» **HOW TO COMPLETE THIS TASK**: Once you have read the records, write them out again exactly.

==== DATA LISTING

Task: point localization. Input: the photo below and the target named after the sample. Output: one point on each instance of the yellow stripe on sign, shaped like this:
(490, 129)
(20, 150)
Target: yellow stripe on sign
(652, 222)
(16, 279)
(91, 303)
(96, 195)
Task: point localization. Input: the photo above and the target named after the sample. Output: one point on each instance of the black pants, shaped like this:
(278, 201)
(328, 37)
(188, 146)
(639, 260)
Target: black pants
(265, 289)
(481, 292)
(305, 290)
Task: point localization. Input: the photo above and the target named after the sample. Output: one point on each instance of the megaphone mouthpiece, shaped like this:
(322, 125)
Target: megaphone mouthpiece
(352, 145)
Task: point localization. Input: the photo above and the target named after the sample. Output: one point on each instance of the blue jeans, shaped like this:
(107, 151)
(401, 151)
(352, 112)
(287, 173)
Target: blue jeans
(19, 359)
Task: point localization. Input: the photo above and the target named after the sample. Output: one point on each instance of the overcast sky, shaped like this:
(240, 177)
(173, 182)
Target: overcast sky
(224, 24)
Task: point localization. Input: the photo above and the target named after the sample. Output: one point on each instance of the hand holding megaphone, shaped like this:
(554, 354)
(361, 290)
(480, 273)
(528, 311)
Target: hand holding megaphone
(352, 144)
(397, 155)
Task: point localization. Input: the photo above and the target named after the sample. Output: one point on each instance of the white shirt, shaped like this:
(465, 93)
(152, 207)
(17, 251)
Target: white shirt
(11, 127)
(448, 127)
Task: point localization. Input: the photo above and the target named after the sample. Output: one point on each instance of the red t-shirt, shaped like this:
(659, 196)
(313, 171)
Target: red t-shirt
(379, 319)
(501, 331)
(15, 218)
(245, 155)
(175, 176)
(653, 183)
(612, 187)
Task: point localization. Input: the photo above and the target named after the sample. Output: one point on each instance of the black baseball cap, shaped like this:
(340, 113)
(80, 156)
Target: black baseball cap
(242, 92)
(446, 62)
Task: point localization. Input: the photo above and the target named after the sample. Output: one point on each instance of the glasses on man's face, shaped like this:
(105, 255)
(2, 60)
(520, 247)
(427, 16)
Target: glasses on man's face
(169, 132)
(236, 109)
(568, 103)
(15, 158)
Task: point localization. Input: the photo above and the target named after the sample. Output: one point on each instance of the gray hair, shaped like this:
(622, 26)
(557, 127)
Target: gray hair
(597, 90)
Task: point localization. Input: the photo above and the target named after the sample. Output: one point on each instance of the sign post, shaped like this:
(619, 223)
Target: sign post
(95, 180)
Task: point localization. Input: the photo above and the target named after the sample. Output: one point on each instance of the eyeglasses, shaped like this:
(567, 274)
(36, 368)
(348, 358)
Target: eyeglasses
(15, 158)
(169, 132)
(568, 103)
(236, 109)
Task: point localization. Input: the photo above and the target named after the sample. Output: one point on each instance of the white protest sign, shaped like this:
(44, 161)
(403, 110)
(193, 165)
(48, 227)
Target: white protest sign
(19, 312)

========

» **ANSWER SPACE**:
Task: point localization. Input: the photo below and the target named after the sample. Output: one point on each instance of the yellow stripe on sign, shaped like this:
(490, 129)
(20, 150)
Target: yellow stripe on sign
(652, 222)
(16, 279)
(91, 303)
(96, 195)
Task: point localization. Input: the photo above and the target named after the sample. Output: one point on each instance of the black pants, shaped like this:
(278, 201)
(328, 37)
(188, 146)
(639, 260)
Target: black pants
(265, 289)
(481, 292)
(305, 290)
Task: point localization. Input: the photo above and the target named after the sample. Output: one point on each instance of the megaphone mouthpiece, shaped like this:
(322, 125)
Target: megaphone mouthpiece
(352, 145)
Task: point localization. Input: the photo above and the target named after the sample. Output: one point on each instance of the blue jeans, shaped like this:
(107, 151)
(401, 151)
(352, 112)
(287, 173)
Target: blue jeans
(19, 359)
Task: point localization. Input: the photo above and the target named after the sample. Output: one point on each instance of the overcast sky, shaped like this:
(240, 177)
(173, 182)
Target: overcast sky
(224, 24)
Task: point localization. Input: the photo above and the target named after the sample. Output: one point on each instance of the hand holding megaphone, shaped like this:
(554, 354)
(361, 290)
(480, 273)
(528, 311)
Target: hand holding megaphone
(352, 144)
(397, 155)
Task: point localization. Input: the photo above and the target named after the sample. Output: one point on each instance of the white shirt, shaped like this:
(465, 93)
(152, 207)
(17, 251)
Target: white shirt
(11, 127)
(448, 127)
Task: point localization. Input: the photo above and the target named after the sample. Output: one point on each instance of the red t-shirt, shaped like this:
(659, 196)
(313, 171)
Target: red t-shirt
(379, 319)
(501, 331)
(15, 218)
(245, 155)
(175, 176)
(653, 183)
(612, 187)
Task: point localization. Input: the photo above and the target named after the sample. Output: one point on each instance of the black baseball cap, shaped like this:
(340, 113)
(80, 156)
Target: black baseball cap
(242, 92)
(446, 62)
Task: point localization. Input: the photo above and the target named after the sample. Output: one point on each instance of the glasses on man's face, shaped like this:
(105, 255)
(2, 60)
(520, 247)
(427, 16)
Target: glasses on man's face
(169, 132)
(236, 109)
(568, 103)
(15, 158)
Task: point localization. Input: the photo above and the target named after the sample. Output: one point on each instance of the gray hair, shaped like this:
(622, 26)
(557, 127)
Target: gray hair
(597, 90)
Task: point localization. Input: the photo above and the target named after the sample. Output: one point on each instance of the sign post, shaped like this:
(619, 223)
Target: sign post
(95, 180)
Task: point localization. Input: the photo above and the target named after the sample. Output: one point on each instance of the eyeglasses, shaped like this:
(567, 274)
(36, 368)
(348, 358)
Target: eyeglasses
(15, 158)
(169, 132)
(568, 103)
(236, 109)
Task: point localization. Input: the photo above and the target named after the sample. Output: one point on each instance of the white protest sign, shaped like this:
(44, 161)
(403, 110)
(193, 165)
(48, 227)
Target: white protest sign
(19, 312)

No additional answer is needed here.